With the work that you do, it does require community. Does it just come down to having a really strong vision, being very vocal about it and people will get behind you?
It’s a lot of persistence. I don’t give up, period. I just don’t. It’s being persistent and again, saying yes to the conversation. I talk about this work all the time. If somebody asks me what I’m doing, they will get the down low. That’s part of it. If people around you in your community hear you with a genuine dedication, it registers and someday somebody’s going to go, ‘You need to meet professor so-and-so,’ or, ‘I have a guy who was an engineer’, or, ‘There’s this school down the road that could really use whatever.’
I feel if you’re persistent in those conversations, it falls on the right ears eventually. There’s no denying that my network is perhaps different than a lot of people’s. Because of the work that I do, I’ve met scientists or I know somebody who knows somebody and I’m able to get to those people. But again, you never know who you’re talking to.
I ended up at a conference of the Himalayan Consensus in Nepal. I met a guy who, for all other purposes, was not somebody that I would cross paths with because he is the tech guy in San Francisco. I was telling him what I was doing and he’s like, ‘Oh my God, you need to meet my friends so-and-so and so-and-so.’
Well, so-and-so and so-and-so have now given some of the seed funding for the Javari Project. Simply because I talked to everybody about what I do, and this person said, ‘These guys would love what you’re doing, you need to have a conversation with them.’ And now we’re on the phone every two weeks talking about what we’re doing and how we can move the project forward.
I just did an interview the other day about some of the similar issues and this woman says, ‘How can we actually talk to the mother of four in her apartment who barely has anything? Or how can we talk to people who just don’t have the same access?’ And I was like, yeah, it can sound pretentious to say, ‘Well, this is how I’ve done it.’ I don’t underestimate the difficulty that people would have in creating change, which is why I go back to say, do it at whatever scale and level you can.

◆ Stated goal A
According to the interview excerpt, where was the conference where the speaker met the tech guy from San Francisco?
The listing that comes next is unrelated to the interview excerpt.

(Point labels for photos)
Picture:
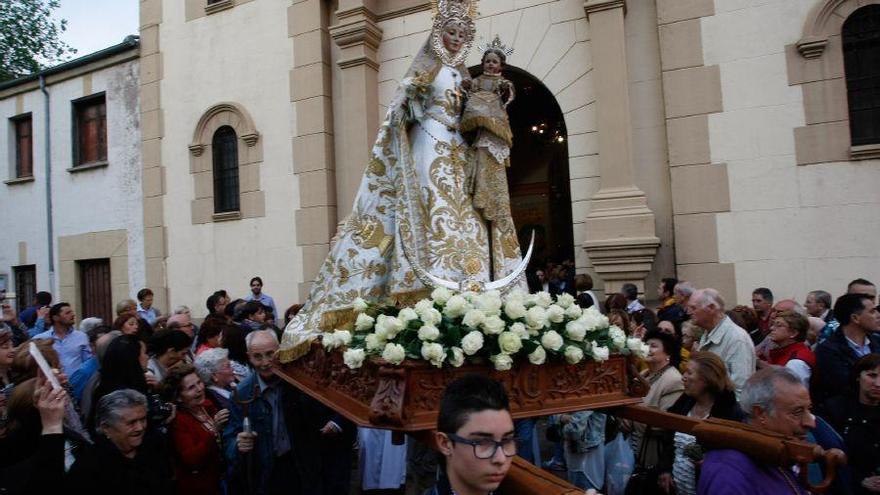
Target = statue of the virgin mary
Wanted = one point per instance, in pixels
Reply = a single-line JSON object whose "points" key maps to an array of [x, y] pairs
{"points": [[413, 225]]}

...

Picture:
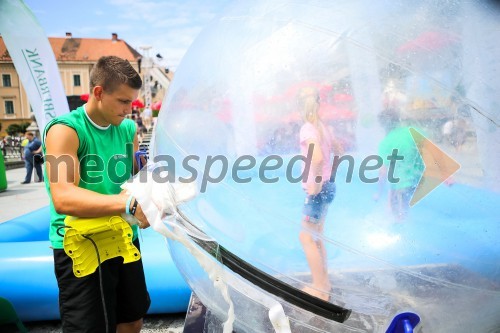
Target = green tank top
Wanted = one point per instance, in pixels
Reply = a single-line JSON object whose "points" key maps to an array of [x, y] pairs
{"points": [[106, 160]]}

◆ Stated goal B
Select every line of the listing that contains the word "points".

◆ Exercise response A
It was a conference of the Himalayan Consensus in Nepal.

◆ Exercise response B
Reply = a single-line JSON object whose "points" key maps to an array of [x, y] pairs
{"points": [[413, 225]]}
Reply = a single-line JSON object whose "points" key maps to an array of [x, y] pairs
{"points": [[106, 160]]}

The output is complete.